RECORDS SHOWN START

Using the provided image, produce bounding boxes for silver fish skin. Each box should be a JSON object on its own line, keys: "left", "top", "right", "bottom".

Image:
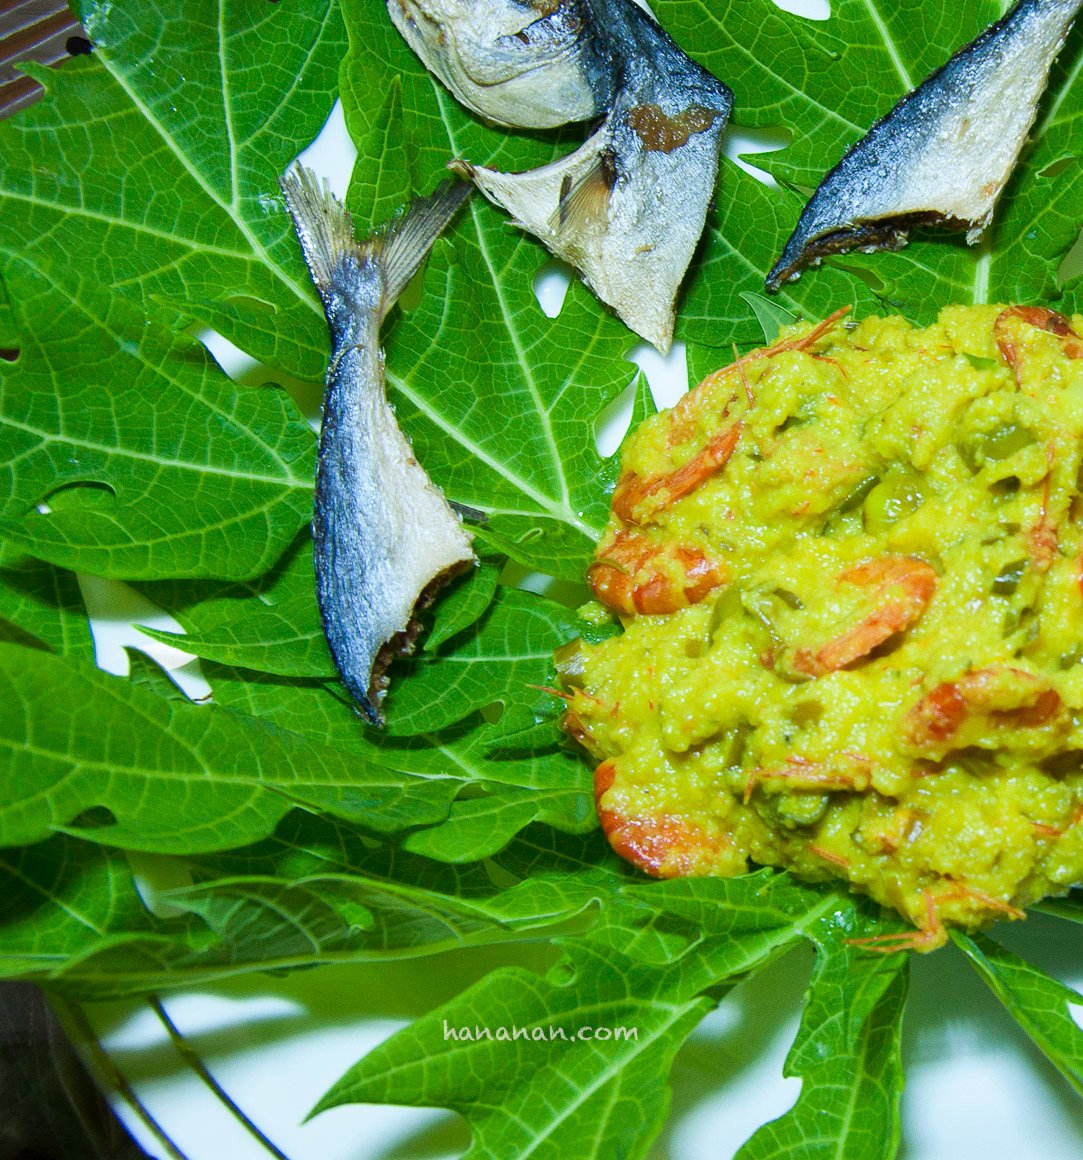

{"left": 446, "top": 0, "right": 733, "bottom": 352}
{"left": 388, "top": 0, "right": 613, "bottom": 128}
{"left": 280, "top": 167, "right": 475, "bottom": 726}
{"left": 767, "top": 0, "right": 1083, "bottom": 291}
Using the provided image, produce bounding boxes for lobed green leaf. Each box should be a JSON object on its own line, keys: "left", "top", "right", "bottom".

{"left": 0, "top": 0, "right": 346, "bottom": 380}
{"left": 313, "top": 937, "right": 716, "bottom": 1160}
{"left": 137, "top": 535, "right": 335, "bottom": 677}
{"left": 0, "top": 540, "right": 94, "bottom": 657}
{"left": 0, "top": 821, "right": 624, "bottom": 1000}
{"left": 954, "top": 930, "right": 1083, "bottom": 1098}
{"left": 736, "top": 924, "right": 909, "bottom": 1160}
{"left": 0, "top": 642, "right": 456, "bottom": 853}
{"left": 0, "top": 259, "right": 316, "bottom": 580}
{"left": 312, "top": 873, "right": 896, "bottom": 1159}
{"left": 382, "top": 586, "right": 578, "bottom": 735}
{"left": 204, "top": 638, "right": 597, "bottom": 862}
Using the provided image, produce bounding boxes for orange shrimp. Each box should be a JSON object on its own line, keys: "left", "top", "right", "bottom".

RECORDS SHOWN END

# TASK GOAL
Give all the lines above again, character for character, without pictures.

# EXERCISE ANSWER
Using the provided image, produce bounding boxes for silver fish skin. Each box should be a JSON object on its own line, keys: "left", "top", "right", "bottom".

Image:

{"left": 446, "top": 0, "right": 733, "bottom": 352}
{"left": 388, "top": 0, "right": 613, "bottom": 128}
{"left": 280, "top": 167, "right": 475, "bottom": 726}
{"left": 767, "top": 0, "right": 1083, "bottom": 291}
Using the provided image, produce bounding boxes for lobed green leaf. Each box should be a JSON object on its own line, keys: "left", "top", "right", "bottom".

{"left": 0, "top": 0, "right": 346, "bottom": 380}
{"left": 313, "top": 937, "right": 716, "bottom": 1160}
{"left": 137, "top": 535, "right": 335, "bottom": 677}
{"left": 0, "top": 540, "right": 94, "bottom": 657}
{"left": 0, "top": 821, "right": 624, "bottom": 1000}
{"left": 954, "top": 930, "right": 1083, "bottom": 1098}
{"left": 736, "top": 924, "right": 909, "bottom": 1160}
{"left": 0, "top": 642, "right": 456, "bottom": 853}
{"left": 0, "top": 259, "right": 316, "bottom": 580}
{"left": 312, "top": 873, "right": 896, "bottom": 1159}
{"left": 382, "top": 586, "right": 578, "bottom": 735}
{"left": 204, "top": 638, "right": 597, "bottom": 862}
Using the provided image, produce bounding boxes for orange shrimp. Each box should be a JSON object on its own line, keys: "left", "top", "right", "bottom".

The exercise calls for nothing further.